— Required work —
Repeat all the material exactly; pictures stay out of your copy.

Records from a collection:
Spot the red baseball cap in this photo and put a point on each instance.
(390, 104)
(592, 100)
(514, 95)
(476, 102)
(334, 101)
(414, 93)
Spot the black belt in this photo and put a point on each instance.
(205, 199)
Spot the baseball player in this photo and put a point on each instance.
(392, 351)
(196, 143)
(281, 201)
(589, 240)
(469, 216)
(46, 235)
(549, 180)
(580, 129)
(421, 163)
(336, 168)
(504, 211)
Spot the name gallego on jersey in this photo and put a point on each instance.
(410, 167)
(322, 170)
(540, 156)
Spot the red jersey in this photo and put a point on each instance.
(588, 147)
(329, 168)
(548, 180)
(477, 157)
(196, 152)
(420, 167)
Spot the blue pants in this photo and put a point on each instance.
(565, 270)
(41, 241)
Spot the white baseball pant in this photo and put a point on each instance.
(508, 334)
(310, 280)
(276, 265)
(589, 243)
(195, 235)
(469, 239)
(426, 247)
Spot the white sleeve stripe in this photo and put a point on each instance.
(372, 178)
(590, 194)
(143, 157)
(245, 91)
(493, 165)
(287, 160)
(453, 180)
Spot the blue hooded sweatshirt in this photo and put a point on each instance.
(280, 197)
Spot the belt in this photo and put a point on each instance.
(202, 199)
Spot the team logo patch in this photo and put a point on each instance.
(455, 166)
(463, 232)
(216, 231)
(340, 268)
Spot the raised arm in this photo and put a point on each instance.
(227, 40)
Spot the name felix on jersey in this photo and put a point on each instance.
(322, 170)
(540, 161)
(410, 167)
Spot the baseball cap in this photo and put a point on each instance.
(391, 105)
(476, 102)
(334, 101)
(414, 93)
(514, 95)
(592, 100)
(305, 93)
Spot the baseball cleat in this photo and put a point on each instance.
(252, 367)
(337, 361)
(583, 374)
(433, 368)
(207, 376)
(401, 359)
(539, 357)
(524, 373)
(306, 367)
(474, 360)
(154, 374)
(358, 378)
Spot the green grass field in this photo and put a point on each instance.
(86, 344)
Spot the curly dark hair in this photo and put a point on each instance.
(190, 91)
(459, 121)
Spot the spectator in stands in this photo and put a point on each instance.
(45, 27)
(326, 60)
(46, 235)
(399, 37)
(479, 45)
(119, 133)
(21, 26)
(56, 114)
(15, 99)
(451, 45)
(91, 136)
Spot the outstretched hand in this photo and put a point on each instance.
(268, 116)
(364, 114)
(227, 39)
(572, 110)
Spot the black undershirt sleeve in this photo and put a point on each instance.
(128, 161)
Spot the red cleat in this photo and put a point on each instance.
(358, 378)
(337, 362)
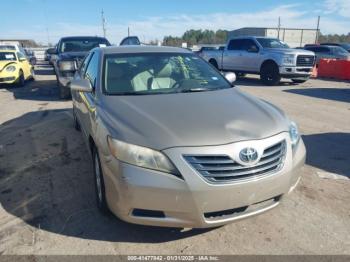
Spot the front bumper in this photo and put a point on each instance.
(193, 202)
(295, 71)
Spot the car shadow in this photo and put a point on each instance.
(336, 94)
(44, 90)
(329, 152)
(251, 81)
(46, 180)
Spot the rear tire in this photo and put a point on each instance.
(64, 93)
(300, 81)
(32, 72)
(99, 183)
(269, 74)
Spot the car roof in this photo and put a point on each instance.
(131, 49)
(80, 37)
(8, 51)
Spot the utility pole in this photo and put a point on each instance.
(317, 30)
(103, 23)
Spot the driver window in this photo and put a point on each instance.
(92, 70)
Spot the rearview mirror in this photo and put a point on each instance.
(231, 77)
(81, 85)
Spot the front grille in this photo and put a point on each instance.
(222, 168)
(305, 60)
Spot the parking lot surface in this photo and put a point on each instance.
(48, 202)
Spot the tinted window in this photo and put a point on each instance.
(81, 44)
(236, 44)
(271, 43)
(242, 44)
(92, 70)
(130, 41)
(318, 49)
(155, 73)
(85, 63)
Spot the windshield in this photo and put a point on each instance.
(82, 45)
(7, 56)
(155, 73)
(271, 43)
(7, 47)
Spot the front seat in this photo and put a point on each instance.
(118, 79)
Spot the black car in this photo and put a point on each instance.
(68, 56)
(346, 46)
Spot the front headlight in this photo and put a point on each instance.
(294, 133)
(11, 69)
(141, 156)
(288, 60)
(67, 65)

— Result of the task —
Spot the red baseball cap in this photo and put a point on each instance.
(390, 104)
(592, 100)
(514, 95)
(476, 102)
(334, 101)
(414, 93)
Spot the black belt in this photo and put a point on each instance.
(205, 199)
Spot the baseball player in this photo and put a point on each instance.
(392, 351)
(196, 143)
(281, 201)
(589, 240)
(469, 216)
(46, 235)
(549, 180)
(580, 129)
(421, 163)
(336, 168)
(504, 211)
Spot the name gallego on jersey in this photo and put a point on each instance.
(410, 167)
(322, 170)
(540, 156)
Spot the red jersey in this photo and put a point on each instance.
(588, 147)
(329, 168)
(548, 180)
(477, 157)
(196, 152)
(420, 167)
Spot the blue pants in this photo and put a point on each instance.
(565, 270)
(41, 241)
Spot the white baseball pant in this photo and put a point on each instance.
(508, 334)
(310, 280)
(276, 265)
(589, 243)
(195, 235)
(469, 239)
(426, 247)
Spot the white sleeve stripe in this photo and put a point on each instance.
(372, 178)
(590, 194)
(143, 157)
(245, 91)
(493, 165)
(287, 160)
(453, 180)
Spot the blue hooded sweatshirt in this photo and put a point on each instance.
(280, 197)
Spot the belt in this photo and put a point on each instance.
(202, 199)
Spot the team logo patch in this photo and put a point on each instance.
(455, 166)
(463, 232)
(216, 231)
(340, 268)
Spot the raised arm in this photo and put a point on each instance.
(227, 40)
Spot the name felix on jersey in this photo and put a point on each instance.
(322, 170)
(540, 161)
(410, 167)
Spot the baseball cap in this photo and put a point on each instance.
(391, 105)
(476, 102)
(334, 101)
(414, 93)
(514, 95)
(592, 100)
(305, 93)
Spot the baseball cleat in this photo and put a point on each instance.
(252, 367)
(337, 361)
(583, 374)
(433, 368)
(207, 376)
(401, 359)
(539, 357)
(524, 373)
(306, 367)
(474, 360)
(154, 374)
(358, 378)
Spot the green grass field in this photo and put a point on each instance.
(86, 344)
Spot the curly dark hair in this photo and put a point on each instance.
(190, 91)
(459, 121)
Spot the spectator in stands in this photo and put a point on each instance.
(45, 27)
(326, 60)
(46, 235)
(399, 37)
(479, 45)
(119, 133)
(21, 26)
(56, 114)
(15, 99)
(451, 45)
(91, 136)
Spot the outstretched hand in this photo and put a point on each instance.
(268, 116)
(364, 114)
(227, 39)
(572, 110)
Spot the black undershirt sleeve in this photo and put a point on each instance.
(128, 161)
Spot the red cleat in this photo and put a point on each instance.
(358, 378)
(337, 362)
Spot the front bumper in this photo and put a point on each instance.
(193, 202)
(295, 71)
Spot the car shadow in this photo and put a point on each instance.
(336, 94)
(44, 90)
(329, 152)
(251, 81)
(46, 180)
Spot the rear tire in this photo and put a point on each instance.
(64, 93)
(300, 81)
(32, 72)
(99, 183)
(269, 74)
Spot the car roof in this photo and put a point on each instance.
(131, 49)
(80, 37)
(8, 51)
Spot the utility pole in this photo and put a point on each instance.
(317, 30)
(103, 23)
Spot the driver window in this photo and put a point on each instance.
(92, 70)
Spot the rearview mirror in this photo and put a point on each instance.
(231, 77)
(81, 85)
Spot the front grille in this photo and put a point on each instance.
(222, 168)
(305, 60)
Spot the parking lot surface in this photo and put a point on each instance.
(48, 202)
Spot the tinted window in this photo and put a point on each instance.
(81, 44)
(236, 44)
(271, 43)
(242, 44)
(92, 70)
(130, 41)
(318, 49)
(155, 73)
(85, 63)
Spot the windshield in this photo and put a point on each instance.
(82, 45)
(7, 56)
(155, 73)
(271, 43)
(7, 47)
Spot the front seat in this photo and put a point on each instance.
(118, 79)
Spot the black car in this photo and put a point on each instance.
(68, 56)
(346, 46)
Spot the front headlight in this photo and put a point on each instance.
(294, 133)
(11, 69)
(141, 156)
(288, 60)
(67, 65)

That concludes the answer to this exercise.